*Article*:
==*==
# Any beauty in deep set eyes?



## mama-mia99 (Feb 9, 2008)

I have 'em but don't really care for them. I hide them in the smokey eye look a lot.

Anybody out there find any beauty in deep set eyes? A MAC makeup artist once told me that deep set eyes are a good thing because they're great for the smokey eye look. But I don't see how regular eyes aren't.... Anybody else have deep set eyes? How do you feel about them? Do you love 'em or hate 'em?


----------



## ShesAutomatic (Feb 9, 2008)

I have them. I think they're okay for the most part but not when I really wanna show off an eyeshadow color and you can barely see it unless im looking down.


----------



## mama-mia99 (Feb 9, 2008)

Originally Posted by *ShesAutomatic* /img/forum/go_quote.gif I have them. I think they're okay for the most part but not when I really wanna show off an eyeshadow color and you can barely see it unless im looking down. Yup! I agree. I wish I could wear shadow and have it show more. My deep set eyes are not so bad, but they still kinda hide my shadow.


----------



## Marisol (Feb 9, 2008)

I hope that these threads will help!
==*==
*Data entries*:

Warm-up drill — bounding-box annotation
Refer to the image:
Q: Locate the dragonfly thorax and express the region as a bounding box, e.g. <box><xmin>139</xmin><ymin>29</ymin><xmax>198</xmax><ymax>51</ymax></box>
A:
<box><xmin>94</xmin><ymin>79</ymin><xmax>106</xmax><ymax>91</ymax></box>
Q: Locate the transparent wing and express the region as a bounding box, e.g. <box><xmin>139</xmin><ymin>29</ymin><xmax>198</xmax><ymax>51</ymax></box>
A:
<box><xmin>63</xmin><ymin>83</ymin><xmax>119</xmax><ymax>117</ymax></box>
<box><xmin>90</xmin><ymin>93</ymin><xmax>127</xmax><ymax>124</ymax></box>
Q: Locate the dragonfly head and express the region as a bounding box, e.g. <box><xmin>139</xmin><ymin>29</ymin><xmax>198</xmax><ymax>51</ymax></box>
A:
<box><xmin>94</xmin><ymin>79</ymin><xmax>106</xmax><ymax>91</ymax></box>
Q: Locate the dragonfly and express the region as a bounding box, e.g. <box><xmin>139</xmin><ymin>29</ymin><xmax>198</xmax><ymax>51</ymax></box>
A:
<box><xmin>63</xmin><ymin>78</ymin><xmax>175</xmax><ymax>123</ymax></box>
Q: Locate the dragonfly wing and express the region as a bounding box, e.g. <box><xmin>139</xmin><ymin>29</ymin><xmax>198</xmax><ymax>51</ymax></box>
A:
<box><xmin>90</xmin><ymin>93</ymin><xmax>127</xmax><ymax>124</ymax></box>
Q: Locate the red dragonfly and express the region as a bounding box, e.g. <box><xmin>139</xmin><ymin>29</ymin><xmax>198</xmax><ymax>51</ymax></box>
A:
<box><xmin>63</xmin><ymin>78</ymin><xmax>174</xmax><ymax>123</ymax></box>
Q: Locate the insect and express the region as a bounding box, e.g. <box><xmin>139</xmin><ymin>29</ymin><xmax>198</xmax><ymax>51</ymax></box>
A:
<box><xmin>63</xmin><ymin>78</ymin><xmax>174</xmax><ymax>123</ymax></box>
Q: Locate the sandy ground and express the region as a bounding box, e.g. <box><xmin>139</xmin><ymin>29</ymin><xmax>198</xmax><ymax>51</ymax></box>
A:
==*==
*Problems*:
**A)** Reproduce the deep set eyes thread from "Originally Posted by" up to and including "hide my shadow.".
**B)** Carry on the deep set eyes thread from the point where it stops.
The rows have no connection to the deep set eyes thread.

*Answers to the exercise*:
**A)**
Originally Posted by *ShesAutomatic* /img/forum/go_quote.gif I have them. I think they're okay for the most part but not when I really wanna show off an eyeshadow color and you can barely see it unless im looking down. Yup! I agree. I wish I could wear shadow and have it show more. My deep set eyes are not so bad, but they still kinda hide my shadow.

**B)**
https://forum.makeuptalk.com/f11...yes-18981.html

https://forum.makeuptalk.com/f11...e-s-28671.html

https://forum.makeuptalk.com/f11...yes-10217.html


----------



## andrrea (Feb 9, 2008)

Originally Posted by *jasilinda* /img/forum/go_quote.gif Anybody else have deep set eyes? How do you feel about them? Do you love 'em or hate 'em? I do. Can't see any of my lid when my eyes are open. I kind of hate it because I find it very difficult to apply eyeshadow. I also have a really large space from my "crease" to my browbone.


----------



## mama-mia99 (Feb 9, 2008)

Originally Posted by *Marisol* /img/forum/go_quote.gif I hope that these threads will help!
https://forum.makeuptalk.com/f11...yes-18981.html

https://forum.makeuptalk.com/f11...e-s-28671.html

https://forum.makeuptalk.com/f11...yes-10217.html

Awesome, thanks for the links!


----------



## AppleRose (Feb 9, 2008)

If eyes are proving a dilemma then another feature like the lips could be played up by using a more pigmented color there.


----------



## MusicNMakeup (Feb 10, 2008)

I have deep set eyes and from a distance, they look even deeper in






Is there a way to make them "come out" more? Lighter shades on the eyelids?


----------



## mama-mia99 (Feb 10, 2008)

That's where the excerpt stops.